** WHAT YOU ARE ASKED TO DO **
Count the lines in the items below that contain the string "wall", and reply with the number alone.

** DATA **
++++++++++++++++++++
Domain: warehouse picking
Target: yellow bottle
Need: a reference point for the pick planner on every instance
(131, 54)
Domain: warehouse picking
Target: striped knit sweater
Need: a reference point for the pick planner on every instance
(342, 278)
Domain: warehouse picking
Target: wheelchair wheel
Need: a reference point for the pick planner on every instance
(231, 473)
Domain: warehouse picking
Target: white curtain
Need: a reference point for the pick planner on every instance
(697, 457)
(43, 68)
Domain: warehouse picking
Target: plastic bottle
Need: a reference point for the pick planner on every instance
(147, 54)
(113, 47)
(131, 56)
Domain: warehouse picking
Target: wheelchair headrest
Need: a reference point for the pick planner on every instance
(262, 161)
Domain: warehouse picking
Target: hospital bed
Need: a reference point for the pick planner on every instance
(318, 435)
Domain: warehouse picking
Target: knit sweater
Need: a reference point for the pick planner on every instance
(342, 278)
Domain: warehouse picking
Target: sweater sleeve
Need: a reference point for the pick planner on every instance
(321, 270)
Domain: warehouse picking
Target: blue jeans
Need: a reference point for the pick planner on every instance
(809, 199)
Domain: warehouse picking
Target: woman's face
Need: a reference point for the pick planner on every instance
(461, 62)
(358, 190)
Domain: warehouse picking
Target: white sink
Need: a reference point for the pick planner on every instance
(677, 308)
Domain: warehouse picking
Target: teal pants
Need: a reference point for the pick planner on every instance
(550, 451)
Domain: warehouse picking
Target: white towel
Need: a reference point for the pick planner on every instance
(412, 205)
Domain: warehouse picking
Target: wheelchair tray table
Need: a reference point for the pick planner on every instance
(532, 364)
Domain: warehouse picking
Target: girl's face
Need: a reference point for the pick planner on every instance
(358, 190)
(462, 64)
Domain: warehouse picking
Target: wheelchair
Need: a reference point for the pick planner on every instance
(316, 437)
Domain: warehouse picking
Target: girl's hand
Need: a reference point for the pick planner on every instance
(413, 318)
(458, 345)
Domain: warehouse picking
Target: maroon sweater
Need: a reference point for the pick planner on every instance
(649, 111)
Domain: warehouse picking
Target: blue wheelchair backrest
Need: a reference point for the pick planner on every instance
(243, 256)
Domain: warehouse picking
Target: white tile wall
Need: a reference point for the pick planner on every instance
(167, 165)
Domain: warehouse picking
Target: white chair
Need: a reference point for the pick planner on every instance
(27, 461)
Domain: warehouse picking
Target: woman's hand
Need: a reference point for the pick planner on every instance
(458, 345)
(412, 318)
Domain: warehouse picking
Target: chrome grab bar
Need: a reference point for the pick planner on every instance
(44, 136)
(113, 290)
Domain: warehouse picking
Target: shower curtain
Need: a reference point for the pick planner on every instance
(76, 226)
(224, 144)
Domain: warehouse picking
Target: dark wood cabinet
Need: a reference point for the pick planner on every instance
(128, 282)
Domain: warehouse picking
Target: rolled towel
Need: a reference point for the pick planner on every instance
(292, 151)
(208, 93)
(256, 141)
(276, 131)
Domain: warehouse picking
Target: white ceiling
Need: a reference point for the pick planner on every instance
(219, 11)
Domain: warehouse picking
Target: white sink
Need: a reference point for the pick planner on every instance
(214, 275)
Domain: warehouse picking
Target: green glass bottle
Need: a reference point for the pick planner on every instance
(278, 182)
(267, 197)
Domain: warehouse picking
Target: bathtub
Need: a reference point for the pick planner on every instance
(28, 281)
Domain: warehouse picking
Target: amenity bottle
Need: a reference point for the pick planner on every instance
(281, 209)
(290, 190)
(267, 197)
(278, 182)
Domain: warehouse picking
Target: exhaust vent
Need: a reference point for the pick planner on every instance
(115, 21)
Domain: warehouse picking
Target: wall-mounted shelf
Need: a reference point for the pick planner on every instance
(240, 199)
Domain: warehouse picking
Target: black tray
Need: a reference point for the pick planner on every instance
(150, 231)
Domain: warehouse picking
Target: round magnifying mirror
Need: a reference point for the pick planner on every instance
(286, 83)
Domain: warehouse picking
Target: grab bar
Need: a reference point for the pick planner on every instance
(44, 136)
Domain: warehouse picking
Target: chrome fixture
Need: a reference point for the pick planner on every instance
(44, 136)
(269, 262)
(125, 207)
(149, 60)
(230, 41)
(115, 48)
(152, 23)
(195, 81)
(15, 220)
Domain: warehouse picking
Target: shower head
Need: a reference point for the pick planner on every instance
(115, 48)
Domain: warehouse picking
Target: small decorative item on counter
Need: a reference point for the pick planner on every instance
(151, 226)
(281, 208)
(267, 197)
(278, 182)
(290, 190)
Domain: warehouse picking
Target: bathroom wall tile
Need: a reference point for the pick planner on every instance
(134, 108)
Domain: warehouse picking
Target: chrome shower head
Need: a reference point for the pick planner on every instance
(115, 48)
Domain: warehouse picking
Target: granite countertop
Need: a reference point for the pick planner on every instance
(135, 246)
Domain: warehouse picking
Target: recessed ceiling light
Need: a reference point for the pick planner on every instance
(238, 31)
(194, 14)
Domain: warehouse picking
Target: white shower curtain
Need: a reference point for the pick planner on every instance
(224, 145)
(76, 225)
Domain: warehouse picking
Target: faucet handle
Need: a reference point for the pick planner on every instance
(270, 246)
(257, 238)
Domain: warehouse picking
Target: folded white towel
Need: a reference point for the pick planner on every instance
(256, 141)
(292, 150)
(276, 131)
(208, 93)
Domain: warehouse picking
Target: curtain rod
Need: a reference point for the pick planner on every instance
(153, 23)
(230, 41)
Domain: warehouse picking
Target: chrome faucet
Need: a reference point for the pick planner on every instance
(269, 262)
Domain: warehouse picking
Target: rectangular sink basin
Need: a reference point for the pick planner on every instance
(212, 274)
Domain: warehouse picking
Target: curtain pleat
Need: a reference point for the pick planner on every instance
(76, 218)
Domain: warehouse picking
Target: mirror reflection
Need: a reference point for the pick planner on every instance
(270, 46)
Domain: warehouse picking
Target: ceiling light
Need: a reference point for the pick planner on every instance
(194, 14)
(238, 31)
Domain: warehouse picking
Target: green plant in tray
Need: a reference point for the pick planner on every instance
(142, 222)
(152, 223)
++++++++++++++++++++
** ANSWER BELOW **
3